* [EXERCISE DIRECTIONS] Top to bottom, output the entries that follow exactly.

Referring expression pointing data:
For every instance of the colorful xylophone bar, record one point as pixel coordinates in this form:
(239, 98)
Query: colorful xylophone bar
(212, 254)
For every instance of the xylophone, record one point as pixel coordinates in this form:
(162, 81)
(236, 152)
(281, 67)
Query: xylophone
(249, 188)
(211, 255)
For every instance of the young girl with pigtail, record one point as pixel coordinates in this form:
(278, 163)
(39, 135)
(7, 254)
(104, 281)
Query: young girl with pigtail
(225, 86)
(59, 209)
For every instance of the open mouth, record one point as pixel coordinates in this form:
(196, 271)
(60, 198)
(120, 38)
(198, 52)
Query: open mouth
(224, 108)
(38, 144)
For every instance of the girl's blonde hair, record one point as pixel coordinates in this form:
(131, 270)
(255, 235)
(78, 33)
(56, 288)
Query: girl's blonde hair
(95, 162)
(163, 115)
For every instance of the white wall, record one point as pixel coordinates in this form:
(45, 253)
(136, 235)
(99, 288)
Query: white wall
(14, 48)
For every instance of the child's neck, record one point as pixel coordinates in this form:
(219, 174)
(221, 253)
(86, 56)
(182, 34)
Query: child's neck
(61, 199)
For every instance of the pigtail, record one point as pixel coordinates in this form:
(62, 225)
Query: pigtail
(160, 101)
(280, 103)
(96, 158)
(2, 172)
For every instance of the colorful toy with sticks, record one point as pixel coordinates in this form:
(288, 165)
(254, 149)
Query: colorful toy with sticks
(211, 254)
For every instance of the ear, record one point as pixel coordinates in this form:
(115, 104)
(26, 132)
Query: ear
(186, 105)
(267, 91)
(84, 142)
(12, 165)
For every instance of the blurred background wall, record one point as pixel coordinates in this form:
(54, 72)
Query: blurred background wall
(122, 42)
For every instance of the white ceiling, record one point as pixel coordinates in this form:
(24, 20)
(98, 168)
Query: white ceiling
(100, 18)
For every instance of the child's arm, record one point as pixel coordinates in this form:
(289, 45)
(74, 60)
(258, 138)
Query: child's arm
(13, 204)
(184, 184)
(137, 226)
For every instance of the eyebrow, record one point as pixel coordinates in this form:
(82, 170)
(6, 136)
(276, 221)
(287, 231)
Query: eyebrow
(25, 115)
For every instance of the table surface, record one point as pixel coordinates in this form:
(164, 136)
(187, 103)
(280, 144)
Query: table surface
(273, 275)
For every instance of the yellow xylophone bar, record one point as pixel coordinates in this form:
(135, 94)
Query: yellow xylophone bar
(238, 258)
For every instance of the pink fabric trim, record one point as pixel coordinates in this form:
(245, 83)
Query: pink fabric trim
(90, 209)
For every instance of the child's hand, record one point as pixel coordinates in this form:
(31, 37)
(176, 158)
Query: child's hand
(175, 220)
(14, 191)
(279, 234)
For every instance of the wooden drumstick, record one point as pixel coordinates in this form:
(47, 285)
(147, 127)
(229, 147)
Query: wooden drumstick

* [THE COMPLETED TASK]
For every instance of the colorful xylophone bar, record one point as pixel coordinates in this form:
(239, 98)
Query: colorful xylophone bar
(212, 254)
For every instance of the xylophone, record one point as pixel coordinates in this form:
(162, 81)
(236, 152)
(281, 67)
Query: xylophone
(249, 188)
(211, 255)
For every instance of the young girl with pigtail, record one point as pixel coordinates in this form:
(278, 163)
(39, 135)
(7, 254)
(104, 281)
Query: young girl with pigtail
(225, 86)
(59, 209)
For every instance of the open mouth, record one point as pixel coordinates in this form:
(196, 271)
(60, 198)
(120, 38)
(198, 52)
Query: open mouth
(224, 108)
(38, 144)
For every instance of the girl's blonde hair, record one point as pixel coordinates in this form:
(131, 270)
(255, 235)
(78, 33)
(56, 288)
Query: girl's blonde hair
(95, 162)
(163, 115)
For every instance of the white wall, record one point as pixel coordinates in this form:
(45, 253)
(136, 235)
(99, 288)
Query: white wall
(14, 48)
For every instance of the child's neck, record one point as pixel coordinates in this form:
(219, 174)
(221, 253)
(86, 56)
(182, 34)
Query: child's neck
(61, 199)
For every instance of the pigtail, record one point as pixel coordinates in this form:
(62, 225)
Query: pigtail
(160, 101)
(280, 103)
(96, 158)
(2, 172)
For every instance of the colorful toy with sticks, record one point as pixel coordinates in this form:
(288, 165)
(254, 149)
Query: colorful toy with sticks
(211, 254)
For every instance of the ear, record one point as pixel coordinates in this form:
(115, 104)
(26, 132)
Query: ear
(186, 105)
(267, 91)
(84, 142)
(12, 165)
For every instance of the blurred background wall, record one point as pixel coordinates in this form:
(54, 72)
Query: blurred background wall
(122, 42)
For every instance of the white ceiling, record one point as pixel coordinates in this form:
(24, 20)
(98, 168)
Query: white ceiling
(100, 18)
For every instance of the child's arm, record one point as pixel coordinates in this form:
(289, 45)
(74, 60)
(258, 138)
Query: child's arm
(13, 204)
(184, 184)
(137, 226)
For every instance of the eyebrow, record one point as pixel coordinates in this form:
(82, 170)
(6, 136)
(276, 221)
(287, 231)
Query: eyebrow
(25, 115)
For every instance of the table surface, record one point as pixel coordinates in this form:
(164, 136)
(187, 103)
(280, 144)
Query: table surface
(273, 275)
For every instance of the yellow xylophone bar, record one point as pixel coordinates in this form:
(135, 94)
Query: yellow xylophone bar
(238, 258)
For every instance of the pink fabric trim, record one point as pixel coordinates in this form:
(245, 83)
Query: pink fabric trim
(90, 209)
For every instance of the child's hand, record one point as pixel coordinates in this form:
(31, 37)
(176, 158)
Query: child's hand
(175, 220)
(14, 191)
(279, 234)
For every instance of the wooden drumstick, record one point as pixel coordinates in this form:
(47, 285)
(147, 127)
(229, 147)
Query: wooden drumstick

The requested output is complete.